--- GOAL OF THE EXERCISE ---
Copy out every one of the rows below word for word, but leave the pictures out.

┌────────

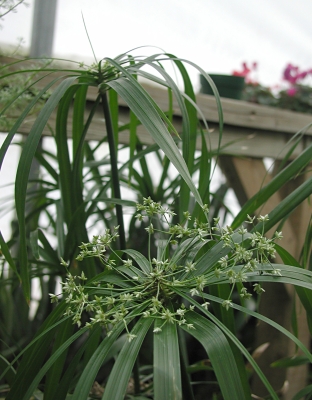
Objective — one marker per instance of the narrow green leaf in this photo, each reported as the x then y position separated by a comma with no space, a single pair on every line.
34,244
275,184
167,373
220,355
141,260
7,255
125,361
140,103
23,171
234,339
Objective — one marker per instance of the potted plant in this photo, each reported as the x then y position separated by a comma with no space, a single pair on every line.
126,314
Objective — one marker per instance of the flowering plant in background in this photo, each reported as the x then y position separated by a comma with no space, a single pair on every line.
296,96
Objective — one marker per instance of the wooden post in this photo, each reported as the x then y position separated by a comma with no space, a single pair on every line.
246,177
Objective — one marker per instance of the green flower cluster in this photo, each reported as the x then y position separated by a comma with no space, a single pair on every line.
151,282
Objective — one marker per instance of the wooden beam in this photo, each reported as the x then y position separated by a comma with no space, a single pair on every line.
249,129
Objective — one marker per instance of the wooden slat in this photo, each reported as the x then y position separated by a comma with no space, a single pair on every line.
249,129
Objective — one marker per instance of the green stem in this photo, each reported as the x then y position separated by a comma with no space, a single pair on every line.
114,169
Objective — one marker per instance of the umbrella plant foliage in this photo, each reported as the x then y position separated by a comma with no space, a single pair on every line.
169,274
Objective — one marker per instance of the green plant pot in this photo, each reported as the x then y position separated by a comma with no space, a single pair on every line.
229,86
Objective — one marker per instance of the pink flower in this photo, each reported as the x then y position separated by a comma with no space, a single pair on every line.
291,91
292,75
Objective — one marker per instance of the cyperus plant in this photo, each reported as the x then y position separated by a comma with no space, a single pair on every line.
169,294
189,259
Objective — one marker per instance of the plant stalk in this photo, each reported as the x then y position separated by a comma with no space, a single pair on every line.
114,169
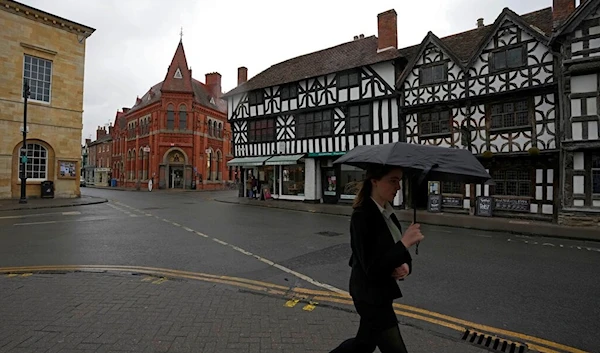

└────────

--- RESPONSE FOR THIS EXERCISE ---
Objective — one marker per instance of the narrow green leaf in this photo, each reported as the x then y position separated by a comma with no space, a single pair on every line.
34,244
275,184
167,373
220,355
141,260
7,255
125,361
140,103
23,171
234,339
Objective — one marker per instance of the potted plant in this photo, each reported as the x then y position separated by a comma with no space, a single pair on every line.
126,314
Objective — one marker per instance of the flowering plant in background in this photo, each reported as the x then y position separated by a comma with no space, a single pair on every line.
296,96
Objective — one marker per instance of the wooden post in this photo, each reported as the x then y position separated by a comma with no space, a single pair on every line.
246,177
Objective — one marker per instance of the green flower cluster in this photo, each reported as the x then y position separated by a comma with no space, a single pair on every line.
151,282
Objective — one marker per instance of the wooden beam in this photo, each reported as the x then y position separated by a comma with no space, a single pair on every line.
249,129
Objective — one marker per instance of the wooden slat in this photo, each reported as the x then y position separated by a comma with no space, a single pair on every line.
249,129
Objective — one marker per instance of the green stem in this photo, each reported as the x then y position separated by a comma with no space, a single pair on every line.
114,169
Objective — one marker per instance of the umbrella plant foliage in this photo, each reported as the x then y position separated by a comma with no space, a single pair on every line.
169,274
Objective — one marker per instance of the green plant pot in this photo, each reported as the x then y position separated by a comma with no space, a single pair on every line.
229,86
Objective — one marker per instance of the pink flower in this photo, each reported as the x then y position separated by a comma with no space, a single pair on every line.
291,91
292,75
Objective — one marker per instance of the cyperus plant in this photo, each reported as the x then y position separated by a comma with no space, a single pair on every line.
169,294
189,259
Objective — one marker per instance of the plant stalk in this photo, each reported as the x then y position separated by a comma with no space, a single pair on every line.
114,169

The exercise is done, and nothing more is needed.